* **Goal**:
Copy out the lines below, changing every "nightstand" to "bedside table" and leaving everything else the same.

>> START

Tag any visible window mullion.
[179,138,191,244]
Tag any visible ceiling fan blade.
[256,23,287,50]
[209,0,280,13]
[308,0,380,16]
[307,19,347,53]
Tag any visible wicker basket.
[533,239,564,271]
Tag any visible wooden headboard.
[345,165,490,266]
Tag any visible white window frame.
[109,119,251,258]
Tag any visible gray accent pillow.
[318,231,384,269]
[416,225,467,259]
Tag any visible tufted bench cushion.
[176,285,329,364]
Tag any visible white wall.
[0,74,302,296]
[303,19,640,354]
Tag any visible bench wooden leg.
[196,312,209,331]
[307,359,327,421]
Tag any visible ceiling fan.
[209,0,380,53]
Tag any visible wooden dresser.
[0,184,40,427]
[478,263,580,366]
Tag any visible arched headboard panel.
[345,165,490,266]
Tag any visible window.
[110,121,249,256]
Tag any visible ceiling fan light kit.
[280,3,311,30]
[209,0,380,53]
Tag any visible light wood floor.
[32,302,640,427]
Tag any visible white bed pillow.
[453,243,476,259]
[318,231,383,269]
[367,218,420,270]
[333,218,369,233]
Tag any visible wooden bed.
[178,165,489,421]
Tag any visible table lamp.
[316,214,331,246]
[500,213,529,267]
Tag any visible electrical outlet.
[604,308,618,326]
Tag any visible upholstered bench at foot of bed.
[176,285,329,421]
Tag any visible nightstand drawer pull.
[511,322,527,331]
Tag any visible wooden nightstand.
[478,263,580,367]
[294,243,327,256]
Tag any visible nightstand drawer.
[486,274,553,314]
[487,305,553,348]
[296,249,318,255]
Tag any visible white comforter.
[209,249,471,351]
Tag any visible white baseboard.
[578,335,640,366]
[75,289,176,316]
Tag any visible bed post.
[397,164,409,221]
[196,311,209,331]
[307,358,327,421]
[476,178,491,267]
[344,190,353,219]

>> END

* **Final result**:
Tag any visible window mullion.
[179,138,191,244]
Tag any visible ceiling fan blade.
[256,23,287,50]
[209,0,280,13]
[308,0,380,16]
[307,19,347,53]
Tag any visible wicker basket.
[533,239,564,271]
Tag any visible wooden headboard.
[345,165,490,266]
Tag any visible white window frame.
[109,119,251,258]
Tag any visible gray accent pillow.
[318,231,384,269]
[416,225,467,259]
Tag any visible tufted bench cushion.
[176,285,329,364]
Tag any visible white wall.
[0,74,302,296]
[303,19,640,354]
Tag any visible bench wooden leg.
[196,312,209,331]
[307,359,327,421]
Tag any visible ceiling fan.
[209,0,380,53]
Tag any visible wooden dresser.
[0,184,40,427]
[478,263,580,366]
Tag any visible arched headboard panel.
[345,165,490,266]
Tag any visible window.
[110,121,249,256]
Tag any visible ceiling fan light kit.
[280,3,311,30]
[209,0,380,53]
Tag any visible light wood floor.
[32,302,640,427]
Tag any visible white bed pillow.
[453,243,476,259]
[318,231,383,269]
[367,218,420,270]
[333,218,369,233]
Tag any visible wooden bed.
[178,165,489,421]
Tag any visible table lamp.
[316,214,331,246]
[500,213,529,267]
Tag any visible electrical outlet.
[604,308,618,326]
Tag any visible upholstered bench at foot of bed.
[176,285,329,421]
Tag any visible bedside table drawer pull.
[511,322,527,331]
Tag any visible wooden bedside table.
[478,263,580,367]
[294,243,327,256]
Tag any visible bedside table drawer.
[486,274,553,314]
[487,305,553,348]
[296,249,318,255]
Tag any visible white comforter.
[209,249,471,351]
Tag any visible white baseboard.
[578,335,640,366]
[75,289,176,316]
Tag any visible bed post.
[397,164,409,221]
[196,311,209,331]
[307,358,327,421]
[476,178,491,267]
[344,190,353,219]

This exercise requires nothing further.